I get it, Puma. You want to be more social. You’re an 87-year-old German corporation known for manufacturing high-end athletic shoes, but looking to become more of a lifestyle brand for the active and attractive kids these days. So you signed Grammy-nominated Keri Hilson to promote your wares, hoping association with a hip R&B singer would make you a touch cooler to the 13 to 35-year-olds. The youngins absolutely love her and she’s sporting Lil Wayne’s seal of approval, so why not?
Maybe it’s worked, too. Maybe the Hilsonheads are showing off their “formstripes” instead of Nike swooshes and whatever you call Adidas’ pyramidy and shamrocky logos. But I’ll tell you what doesn’t really work. This original web series you’re making featuring Hilson’s European promo visit for her upcoming No Boys Allowed album.
It’s not that the videos are bad. It’s that three episode mini-series is evocative of an MTV News special or a GQ photo spread come to moving picture life. Yes, fans of Hilson will get some sort of visually appealing behind-the-scenes or insider look about what the singer’s up to day-to-day when on a promotional tour, but there’s little to learn beyond the shiny celebrity veneer of photo-op appearances, brief charity references, and Puma fashion shoots.
Again, it’s not bad. But I think the medium of online video has developed to a certain point where it’s okay for us to expect something more than the usual fare. Watch Lady Gaga’s autobivlography Transmission Gagavision and then take another look at the Keri Hilson vid above. There’s something more sincere, more real, and a helluva lot more engaging about Gaga’s videotaped exploits.

=======

WRITTEN EXERCISE A » Set down the Puma and Keri Hilson piece in full, word for word.
The rows have no connection to the Puma and Keri Hilson piece.

MATERIAL FOR THIS TASK »
=======

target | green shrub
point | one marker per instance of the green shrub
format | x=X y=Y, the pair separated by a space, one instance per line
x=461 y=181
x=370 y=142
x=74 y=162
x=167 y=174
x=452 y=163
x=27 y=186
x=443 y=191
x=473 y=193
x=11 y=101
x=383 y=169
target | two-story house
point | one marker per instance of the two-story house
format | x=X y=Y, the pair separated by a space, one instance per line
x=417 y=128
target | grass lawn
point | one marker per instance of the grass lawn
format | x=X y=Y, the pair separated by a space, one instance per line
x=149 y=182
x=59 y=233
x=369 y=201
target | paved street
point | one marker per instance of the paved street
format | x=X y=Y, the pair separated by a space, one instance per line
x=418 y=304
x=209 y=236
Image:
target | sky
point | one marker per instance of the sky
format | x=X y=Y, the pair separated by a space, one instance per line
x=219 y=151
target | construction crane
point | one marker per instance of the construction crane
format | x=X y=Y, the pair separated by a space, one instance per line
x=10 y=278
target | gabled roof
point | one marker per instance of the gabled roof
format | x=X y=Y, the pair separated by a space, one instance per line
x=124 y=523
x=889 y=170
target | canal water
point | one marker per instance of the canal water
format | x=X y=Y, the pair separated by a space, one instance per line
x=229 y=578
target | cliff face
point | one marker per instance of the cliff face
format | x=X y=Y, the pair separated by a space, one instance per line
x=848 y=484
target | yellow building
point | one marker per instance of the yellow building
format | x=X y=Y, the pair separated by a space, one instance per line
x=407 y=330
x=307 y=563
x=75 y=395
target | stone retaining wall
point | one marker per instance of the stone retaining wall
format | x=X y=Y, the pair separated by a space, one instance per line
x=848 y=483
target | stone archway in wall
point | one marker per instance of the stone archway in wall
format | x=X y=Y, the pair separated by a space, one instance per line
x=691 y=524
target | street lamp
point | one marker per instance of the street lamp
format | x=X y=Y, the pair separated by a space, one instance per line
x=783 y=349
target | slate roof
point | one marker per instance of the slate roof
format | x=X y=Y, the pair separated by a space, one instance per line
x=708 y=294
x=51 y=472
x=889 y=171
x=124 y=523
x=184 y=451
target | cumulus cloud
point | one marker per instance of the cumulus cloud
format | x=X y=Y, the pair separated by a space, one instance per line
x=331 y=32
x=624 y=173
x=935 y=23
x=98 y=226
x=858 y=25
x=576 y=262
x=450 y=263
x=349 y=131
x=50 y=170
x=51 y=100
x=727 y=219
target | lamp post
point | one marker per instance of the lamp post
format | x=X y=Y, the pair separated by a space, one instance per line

=======

WRITTEN EXERCISE B » Please update the part of the rows that opens with the line containing "target | cliff face" and closes with the line containing "x=848 y=484", replacing "cliff face" with "rock face" and leaving everything else unchanged. Return only those lines.

EXPECTED ANSWER A »
I get it, Puma. You want to be more social. You’re an 87-year-old German corporation known for manufacturing high-end athletic shoes, but looking to become more of a lifestyle brand for the active and attractive kids these days. So you signed Grammy-nominated Keri Hilson to promote your wares, hoping association with a hip R&B singer would make you a touch cooler to the 13 to 35-year-olds. The youngins absolutely love her and she’s sporting Lil Wayne’s seal of approval, so why not?
Maybe it’s worked, too. Maybe the Hilsonheads are showing off their “formstripes” instead of Nike swooshes and whatever you call Adidas’ pyramidy and shamrocky logos. But I’ll tell you what doesn’t really work. This original web series you’re making featuring Hilson’s European promo visit for her upcoming No Boys Allowed album.
It’s not that the videos are bad. It’s that three episode mini-series is evocative of an MTV News special or a GQ photo spread come to moving picture life. Yes, fans of Hilson will get some sort of visually appealing behind-the-scenes or insider look about what the singer’s up to day-to-day when on a promotional tour, but there’s little to learn beyond the shiny celebrity veneer of photo-op appearances, brief charity references, and Puma fashion shoots.
Again, it’s not bad. But I think the medium of online video has developed to a certain point where it’s okay for us to expect something more than the usual fare. Watch Lady Gaga’s autobivlography Transmission Gagavision and then take another look at the Keri Hilson vid above. There’s something more sincere, more real, and a helluva lot more engaging about Gaga’s videotaped exploits.

EXPECTED ANSWER B »
target | rock face
point | one marker per instance of the rock face
format | x=X y=Y, the pair separated by a space, one instance per line
x=848 y=484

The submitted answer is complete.